* _Directions_: The line containing "Detection target: black metal fence" marks the end: output every line of the data up to it, and that line too, exactly as written.

* _Supplied material_:
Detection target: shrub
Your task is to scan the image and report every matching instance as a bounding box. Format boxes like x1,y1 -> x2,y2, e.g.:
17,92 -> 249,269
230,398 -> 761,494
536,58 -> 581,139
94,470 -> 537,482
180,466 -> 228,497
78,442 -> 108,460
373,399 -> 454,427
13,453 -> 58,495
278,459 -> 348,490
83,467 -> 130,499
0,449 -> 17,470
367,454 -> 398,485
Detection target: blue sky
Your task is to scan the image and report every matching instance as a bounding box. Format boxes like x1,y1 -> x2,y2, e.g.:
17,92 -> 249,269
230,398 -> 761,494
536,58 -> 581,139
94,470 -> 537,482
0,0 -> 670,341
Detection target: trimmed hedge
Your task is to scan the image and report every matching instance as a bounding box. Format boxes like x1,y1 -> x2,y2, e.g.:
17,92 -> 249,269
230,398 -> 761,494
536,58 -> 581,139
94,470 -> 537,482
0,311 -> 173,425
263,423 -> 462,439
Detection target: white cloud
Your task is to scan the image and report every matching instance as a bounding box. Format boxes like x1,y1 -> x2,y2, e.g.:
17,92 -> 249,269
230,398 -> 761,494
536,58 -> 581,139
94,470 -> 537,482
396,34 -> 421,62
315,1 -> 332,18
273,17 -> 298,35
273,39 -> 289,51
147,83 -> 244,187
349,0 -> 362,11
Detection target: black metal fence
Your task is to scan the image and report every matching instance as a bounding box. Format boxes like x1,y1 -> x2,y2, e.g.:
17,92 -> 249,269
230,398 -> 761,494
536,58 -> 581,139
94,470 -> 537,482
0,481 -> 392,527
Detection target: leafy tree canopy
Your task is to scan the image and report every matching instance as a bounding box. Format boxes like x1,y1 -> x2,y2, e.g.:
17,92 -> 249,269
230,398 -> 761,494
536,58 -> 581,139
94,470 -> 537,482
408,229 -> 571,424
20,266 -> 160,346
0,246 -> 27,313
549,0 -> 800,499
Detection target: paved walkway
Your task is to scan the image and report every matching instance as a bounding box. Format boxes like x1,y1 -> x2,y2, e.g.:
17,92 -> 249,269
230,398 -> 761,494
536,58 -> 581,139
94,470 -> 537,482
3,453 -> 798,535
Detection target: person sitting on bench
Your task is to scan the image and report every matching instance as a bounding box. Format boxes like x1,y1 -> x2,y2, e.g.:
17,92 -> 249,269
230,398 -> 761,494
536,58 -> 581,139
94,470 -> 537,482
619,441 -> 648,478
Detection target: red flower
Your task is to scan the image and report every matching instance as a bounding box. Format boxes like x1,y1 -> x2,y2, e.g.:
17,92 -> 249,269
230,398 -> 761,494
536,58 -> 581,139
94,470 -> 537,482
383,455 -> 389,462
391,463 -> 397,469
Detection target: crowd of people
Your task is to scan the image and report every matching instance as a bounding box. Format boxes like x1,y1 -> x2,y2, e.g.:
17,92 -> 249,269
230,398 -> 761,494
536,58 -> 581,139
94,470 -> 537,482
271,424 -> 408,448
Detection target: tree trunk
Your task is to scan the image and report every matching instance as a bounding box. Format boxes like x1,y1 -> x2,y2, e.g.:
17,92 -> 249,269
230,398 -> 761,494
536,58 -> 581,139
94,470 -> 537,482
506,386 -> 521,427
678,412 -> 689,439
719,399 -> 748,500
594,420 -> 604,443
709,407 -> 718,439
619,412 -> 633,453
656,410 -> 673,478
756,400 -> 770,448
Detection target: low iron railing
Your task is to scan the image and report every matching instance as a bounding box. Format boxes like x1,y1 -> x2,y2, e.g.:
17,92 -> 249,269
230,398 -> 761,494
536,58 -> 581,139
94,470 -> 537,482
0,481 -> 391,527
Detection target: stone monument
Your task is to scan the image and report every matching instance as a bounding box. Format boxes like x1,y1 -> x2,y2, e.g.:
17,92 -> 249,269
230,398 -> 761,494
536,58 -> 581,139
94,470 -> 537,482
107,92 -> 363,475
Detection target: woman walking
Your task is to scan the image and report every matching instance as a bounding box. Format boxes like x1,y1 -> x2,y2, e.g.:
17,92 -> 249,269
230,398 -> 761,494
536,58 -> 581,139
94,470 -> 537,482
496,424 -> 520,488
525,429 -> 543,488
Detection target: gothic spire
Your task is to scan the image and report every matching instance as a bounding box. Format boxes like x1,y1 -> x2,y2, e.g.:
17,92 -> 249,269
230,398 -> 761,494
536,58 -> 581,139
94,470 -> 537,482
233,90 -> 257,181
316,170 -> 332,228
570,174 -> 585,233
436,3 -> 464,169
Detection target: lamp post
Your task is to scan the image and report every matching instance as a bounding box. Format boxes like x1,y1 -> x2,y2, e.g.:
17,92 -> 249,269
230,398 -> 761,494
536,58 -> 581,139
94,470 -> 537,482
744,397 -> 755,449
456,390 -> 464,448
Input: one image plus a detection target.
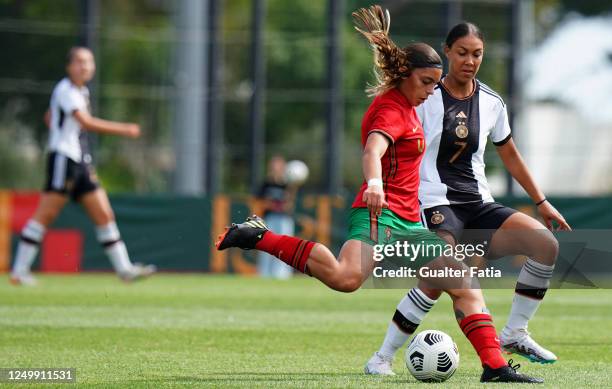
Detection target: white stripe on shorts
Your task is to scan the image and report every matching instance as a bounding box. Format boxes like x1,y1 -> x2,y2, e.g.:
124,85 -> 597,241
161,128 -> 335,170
420,209 -> 429,229
51,153 -> 67,190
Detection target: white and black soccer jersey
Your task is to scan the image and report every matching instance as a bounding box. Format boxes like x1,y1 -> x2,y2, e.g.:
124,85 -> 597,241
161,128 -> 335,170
416,78 -> 512,209
48,77 -> 91,162
44,78 -> 99,200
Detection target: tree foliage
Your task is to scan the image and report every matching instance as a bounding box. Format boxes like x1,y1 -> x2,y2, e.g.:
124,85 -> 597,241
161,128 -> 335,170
1,0 -> 609,193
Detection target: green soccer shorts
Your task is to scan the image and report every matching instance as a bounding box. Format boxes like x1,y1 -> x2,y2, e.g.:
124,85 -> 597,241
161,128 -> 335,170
347,207 -> 447,265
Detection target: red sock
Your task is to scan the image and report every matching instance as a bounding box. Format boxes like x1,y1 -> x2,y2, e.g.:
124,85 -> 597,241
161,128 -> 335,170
459,313 -> 507,369
255,231 -> 315,273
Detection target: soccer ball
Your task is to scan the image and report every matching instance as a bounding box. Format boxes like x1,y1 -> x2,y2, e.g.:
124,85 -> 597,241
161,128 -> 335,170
285,160 -> 309,185
405,330 -> 459,382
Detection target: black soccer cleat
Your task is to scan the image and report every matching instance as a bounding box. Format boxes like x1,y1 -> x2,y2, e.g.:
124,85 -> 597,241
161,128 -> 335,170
215,215 -> 269,251
480,359 -> 544,383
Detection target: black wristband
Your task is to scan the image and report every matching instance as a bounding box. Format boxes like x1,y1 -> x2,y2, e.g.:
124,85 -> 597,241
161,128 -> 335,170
535,198 -> 547,206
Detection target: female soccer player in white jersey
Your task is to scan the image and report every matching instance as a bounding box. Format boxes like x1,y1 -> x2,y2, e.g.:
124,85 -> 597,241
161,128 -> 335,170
10,47 -> 156,285
365,22 -> 571,375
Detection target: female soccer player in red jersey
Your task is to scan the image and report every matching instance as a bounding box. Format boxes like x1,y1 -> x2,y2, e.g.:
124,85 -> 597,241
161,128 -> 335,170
10,47 -> 155,285
366,22 -> 570,374
217,6 -> 542,383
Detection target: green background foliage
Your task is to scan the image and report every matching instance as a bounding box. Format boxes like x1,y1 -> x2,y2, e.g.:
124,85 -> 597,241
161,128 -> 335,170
0,0 -> 608,193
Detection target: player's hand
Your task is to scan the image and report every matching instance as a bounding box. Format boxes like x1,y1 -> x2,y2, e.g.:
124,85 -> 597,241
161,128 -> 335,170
538,201 -> 571,231
362,185 -> 388,216
125,124 -> 141,138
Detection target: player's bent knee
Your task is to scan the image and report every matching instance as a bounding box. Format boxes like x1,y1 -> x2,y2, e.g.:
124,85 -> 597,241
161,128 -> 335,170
533,233 -> 559,265
332,273 -> 362,293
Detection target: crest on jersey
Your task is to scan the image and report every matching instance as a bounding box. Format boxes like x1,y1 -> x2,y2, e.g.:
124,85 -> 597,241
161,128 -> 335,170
384,226 -> 392,243
455,111 -> 469,139
417,139 -> 424,153
431,211 -> 445,225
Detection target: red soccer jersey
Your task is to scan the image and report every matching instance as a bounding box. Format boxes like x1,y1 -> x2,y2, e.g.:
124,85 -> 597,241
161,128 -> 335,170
352,88 -> 425,222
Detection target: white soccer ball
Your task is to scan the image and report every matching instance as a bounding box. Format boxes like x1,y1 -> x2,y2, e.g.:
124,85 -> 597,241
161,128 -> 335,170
405,330 -> 459,382
285,160 -> 309,185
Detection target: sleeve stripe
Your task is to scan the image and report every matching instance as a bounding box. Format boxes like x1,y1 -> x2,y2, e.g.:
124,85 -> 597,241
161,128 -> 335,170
479,82 -> 502,99
493,133 -> 512,146
367,129 -> 394,144
480,87 -> 505,107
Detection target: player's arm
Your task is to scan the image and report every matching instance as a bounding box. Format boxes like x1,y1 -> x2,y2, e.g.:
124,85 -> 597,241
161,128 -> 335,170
43,109 -> 51,128
362,132 -> 390,216
496,139 -> 571,230
73,110 -> 140,138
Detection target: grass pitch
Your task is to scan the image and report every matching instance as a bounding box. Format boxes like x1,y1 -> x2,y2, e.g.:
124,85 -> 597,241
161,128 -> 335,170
1,274 -> 611,388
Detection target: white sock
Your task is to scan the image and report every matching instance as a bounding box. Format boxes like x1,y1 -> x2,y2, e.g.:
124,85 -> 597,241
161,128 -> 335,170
12,242 -> 39,276
96,222 -> 133,274
104,241 -> 133,274
503,294 -> 541,336
378,288 -> 437,359
503,258 -> 554,337
12,220 -> 45,276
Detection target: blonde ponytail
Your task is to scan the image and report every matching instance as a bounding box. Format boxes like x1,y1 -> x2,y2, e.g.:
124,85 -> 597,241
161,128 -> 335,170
353,5 -> 442,97
352,5 -> 411,97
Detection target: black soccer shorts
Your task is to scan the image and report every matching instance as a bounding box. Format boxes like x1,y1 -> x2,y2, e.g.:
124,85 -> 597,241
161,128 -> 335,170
44,152 -> 99,201
421,202 -> 517,255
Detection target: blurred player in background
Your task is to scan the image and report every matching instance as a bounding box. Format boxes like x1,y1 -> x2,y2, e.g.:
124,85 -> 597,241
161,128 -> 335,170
256,156 -> 296,279
9,47 -> 156,285
217,6 -> 542,383
366,22 -> 571,375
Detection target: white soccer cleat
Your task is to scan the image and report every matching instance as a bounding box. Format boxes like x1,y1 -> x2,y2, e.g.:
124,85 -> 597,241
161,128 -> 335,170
118,263 -> 157,282
500,329 -> 557,364
9,272 -> 38,286
364,352 -> 396,376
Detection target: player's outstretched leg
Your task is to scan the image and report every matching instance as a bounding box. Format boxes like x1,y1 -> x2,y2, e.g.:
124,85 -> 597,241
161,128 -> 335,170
216,214 -> 370,293
492,215 -> 559,364
216,215 -> 315,273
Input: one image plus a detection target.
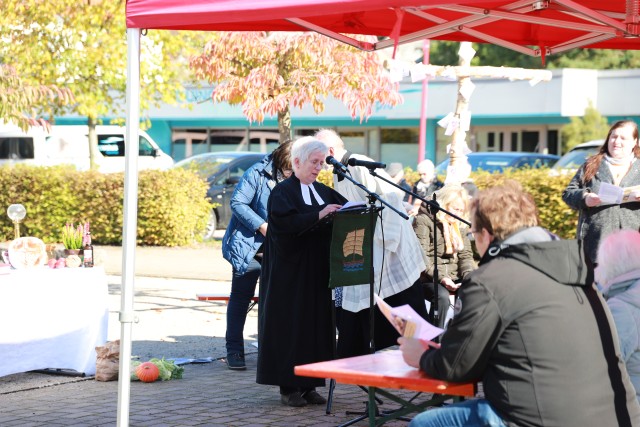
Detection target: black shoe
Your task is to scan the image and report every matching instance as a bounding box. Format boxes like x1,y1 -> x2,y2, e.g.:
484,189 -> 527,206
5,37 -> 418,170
302,389 -> 327,404
280,391 -> 307,407
226,353 -> 246,370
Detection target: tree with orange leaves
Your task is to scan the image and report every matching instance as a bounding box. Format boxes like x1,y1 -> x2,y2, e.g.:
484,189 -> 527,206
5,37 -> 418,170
190,32 -> 403,142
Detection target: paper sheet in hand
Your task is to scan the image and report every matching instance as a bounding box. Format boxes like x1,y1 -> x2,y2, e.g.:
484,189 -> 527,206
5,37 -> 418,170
374,294 -> 443,341
598,183 -> 640,205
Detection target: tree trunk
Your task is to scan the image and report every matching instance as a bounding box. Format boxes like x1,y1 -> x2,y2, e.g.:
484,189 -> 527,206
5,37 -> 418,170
277,107 -> 292,144
87,116 -> 100,171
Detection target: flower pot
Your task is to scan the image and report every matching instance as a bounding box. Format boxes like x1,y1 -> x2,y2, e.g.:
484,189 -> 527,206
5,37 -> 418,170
64,249 -> 84,268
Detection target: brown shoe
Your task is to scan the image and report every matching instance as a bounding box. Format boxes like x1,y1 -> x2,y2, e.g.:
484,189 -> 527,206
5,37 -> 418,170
302,390 -> 327,404
280,391 -> 307,407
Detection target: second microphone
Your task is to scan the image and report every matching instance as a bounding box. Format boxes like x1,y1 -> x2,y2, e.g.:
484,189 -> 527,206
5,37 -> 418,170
347,158 -> 386,170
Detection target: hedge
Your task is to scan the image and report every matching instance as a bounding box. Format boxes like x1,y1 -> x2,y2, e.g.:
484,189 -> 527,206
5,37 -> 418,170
1,164 -> 577,247
318,167 -> 579,240
0,165 -> 212,247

* _Solution_:
Detection target: shrub
Your task is to scan the image and report every matching instance as a bounding box. Format boxes like x1,y1 -> x2,y2, e.g.:
17,92 -> 249,269
230,398 -> 761,494
536,58 -> 581,139
94,470 -> 537,482
180,466 -> 228,497
78,442 -> 108,460
373,399 -> 454,427
13,453 -> 58,495
278,459 -> 348,490
83,467 -> 130,499
0,449 -> 17,470
367,454 -> 398,485
Detection target: blue sky
Your task is to scan the image and report every matching instance as a bounding box. Format boxes like x1,y1 -> x2,y2, e.g.:
17,92 -> 249,269
230,398 -> 761,494
536,58 -> 581,139
94,470 -> 537,482
0,0 -> 670,341
Detection target: trimmed hedge
Your task is to scan the image and report every matching instance as a bounding box. Format boxes like x1,y1 -> x2,y2, e.g.:
17,92 -> 249,269
230,398 -> 761,494
536,58 -> 581,139
94,470 -> 537,482
0,311 -> 173,425
263,423 -> 462,439
Detection target: white cloud
Your task is to scan the image and report every matching instance as a bounding box. Format boxes like x1,y1 -> x2,y2, e.g.:
17,92 -> 249,269
230,398 -> 761,494
536,58 -> 581,139
94,470 -> 537,482
396,34 -> 421,62
315,1 -> 332,18
273,17 -> 298,35
273,39 -> 289,51
147,83 -> 244,187
349,0 -> 362,11
Detection target: black metal fence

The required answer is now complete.